◆ Texte fourni
________________

Né à Brive-la-Gaillarde et originaire de la Martinique, Marvin ESOR a commencé le football tardivement grâce à ses camarades de classe. C’est à l’âge de 6 ans à l’US USSAC, petit club de campagne, qu’il fait ses débuts avec ses copains et inspiré par le parcours de George WEAH. Il traversait toute la ville avec sa mère pour aller jouer dans ce club où il me confie avoir été le seul joueur de couleur du club, « la mascotte ». Si la vitesse était son point fort, il reconnait avoir été un peu faible techniquement. Vient ensuite le moment où les recruteurs rentrent en jeu : Bordeaux, Montpellier, Châteauroux et Toulouse. Le lendemain de la finale de la coupe du monde 98, vêtu d’un maillot du Brésil, il rencontre le recruteur du Football Club des Girondins de Bordeaux qui l’interpelle alors qu’il mange avec sa mère. Cela a été le début du parcours qui l’emmènera à devenir footballeur professionnel quelques années plus tard. Grâce au recul que lui offre sa retraite, j’ai proposé à Marvin de choisir cinq moments qui l’ont marqué durant sa carrière afin de nous faire découvrir son parcours. Il se raconte…
2002 : Mon arrivée au centre de préformation de Bordeaux
Depuis mon plus jeune âge, mes parents m’ont toujours inculqué le fait que je suis venu sur terre pour faire quelque chose et qu’il ne fallait pas que je compte sur les gens. À partir du moment où je rentre au FCGB, je quitte ma mère, je dois aller au bout et réussir ce que je suis en train d’entreprendre. Alors en soi, les difficultés, je n’en ai pas vraiment ressenties. J’étais vraiment focus dès le plus jeune âge, je savais ce que je voulais faire, il n’y avait qu’un plan A pas de plan B. À l’âge de 15 ans, j’ai rencontré Gilles MESLIEN, mon meilleur pote. Quand il est arrivé on a été connecté parce qu’il venait de la Martinique, donc je l’ai pris sous mon aile. Dès le premier week-end où il ne pouvait pas rentrer chez lui, je l’ai invité chez ma mère. Ça a fini de m’asseoir sur le fait qu’en vrai, il n’y avait pas de difficultés réelles pour moi comme la distance que certains devaient supporter. Dans ce sens-là j’étais un peu précoce dans ma tête, à 15 ans cette vérité qu’on me disait étant petit s’est avérée concrète quand j’ai rencontré Gilles. Bordeaux me propose un contrat professionnel d’un an à la fin de ma formation. Je connaissais les conditions, j’aurais joué avec la CFA et je ne trouvais pas mon intérêt à ça. J’avais une proposition à Lens mais il y avait Serge AURIER ça aurait été plus compliqué sur la durée pour moi parce qu’il était plus jeune. Je suis parti pour ARLES en Ligue 2 où je savais que j’allais jouer parce que le coach me voulait, j’ai signé pro directement à 19 ans et j’ai commencé titulaire. Ma première année l’équipe venait de monter de national, j’ai joué toute la saison.

________________

◆ Données fournies
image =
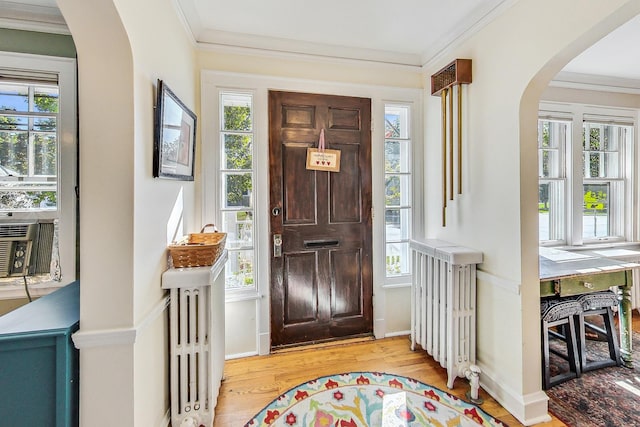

________________

Dans le portrait de Marvin Esor, quel club de Ligue 2 rejoint-il et à quel âge y signe-t-il pro ? Répondez en une phrase, s'il vous plaît. Ces lignes proviennent d'une autre source.

Il rejoint Arles, où il signe pro directement à 19 ans.